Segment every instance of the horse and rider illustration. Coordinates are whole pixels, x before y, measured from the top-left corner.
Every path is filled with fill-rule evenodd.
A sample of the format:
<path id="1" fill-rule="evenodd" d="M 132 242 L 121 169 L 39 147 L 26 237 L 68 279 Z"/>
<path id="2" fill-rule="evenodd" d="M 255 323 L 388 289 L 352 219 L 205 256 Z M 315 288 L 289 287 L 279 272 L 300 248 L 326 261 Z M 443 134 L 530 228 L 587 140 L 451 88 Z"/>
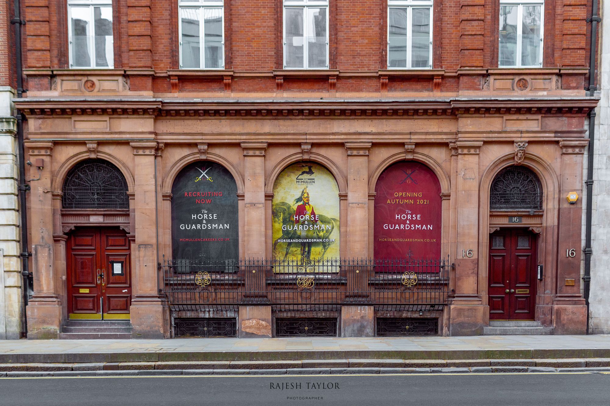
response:
<path id="1" fill-rule="evenodd" d="M 313 166 L 314 166 L 314 165 L 301 165 L 301 168 L 307 168 L 307 169 L 306 171 L 303 171 L 300 174 L 299 174 L 298 175 L 297 175 L 296 176 L 296 179 L 298 179 L 300 177 L 301 177 L 303 175 L 313 175 L 314 174 L 314 171 L 312 171 L 312 169 L 311 169 Z"/>
<path id="2" fill-rule="evenodd" d="M 293 204 L 278 202 L 274 203 L 271 207 L 274 221 L 282 224 L 282 235 L 273 242 L 273 251 L 275 252 L 280 240 L 288 240 L 284 260 L 288 258 L 292 240 L 304 240 L 301 242 L 301 262 L 303 263 L 310 262 L 312 248 L 314 244 L 321 246 L 319 259 L 322 260 L 329 248 L 334 244 L 334 241 L 327 240 L 329 240 L 329 237 L 335 227 L 339 227 L 339 221 L 324 215 L 317 214 L 310 199 L 309 192 L 307 188 L 304 188 Z M 295 205 L 297 205 L 293 208 Z M 321 241 L 312 242 L 311 240 Z"/>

▸ PROMPT
Write out every entry above again word for word, leaving out the pictures.

▸ TASK RESPONSE
Segment every instance of the horse and rider illustration. Coordinates are whole pixels, x before y, measured from the top-left corner.
Every path is filled with fill-rule evenodd.
A sample of the format:
<path id="1" fill-rule="evenodd" d="M 132 242 L 121 169 L 39 147 L 26 237 L 68 279 Z"/>
<path id="2" fill-rule="evenodd" d="M 255 323 L 388 289 L 352 219 L 205 256 Z M 315 288 L 289 287 L 279 272 L 300 248 L 326 261 Z M 443 134 L 530 228 L 587 140 L 451 88 Z"/>
response:
<path id="1" fill-rule="evenodd" d="M 313 166 L 314 166 L 314 165 L 301 165 L 301 168 L 307 168 L 307 169 L 306 171 L 303 171 L 300 174 L 299 174 L 298 175 L 297 175 L 296 176 L 296 179 L 298 179 L 300 177 L 301 177 L 303 175 L 313 175 L 314 174 L 314 171 L 312 171 L 312 169 L 311 169 Z"/>
<path id="2" fill-rule="evenodd" d="M 293 204 L 278 202 L 274 203 L 271 207 L 274 221 L 282 224 L 282 235 L 273 242 L 273 251 L 275 252 L 280 240 L 288 240 L 284 260 L 288 258 L 292 240 L 304 240 L 301 242 L 301 262 L 303 263 L 310 262 L 312 248 L 314 244 L 321 246 L 319 259 L 322 260 L 329 248 L 334 244 L 334 241 L 327 240 L 329 240 L 329 237 L 335 227 L 339 227 L 339 221 L 324 215 L 317 214 L 310 199 L 309 192 L 307 188 L 304 188 Z M 295 205 L 297 205 L 293 208 Z M 321 241 L 312 242 L 311 240 Z"/>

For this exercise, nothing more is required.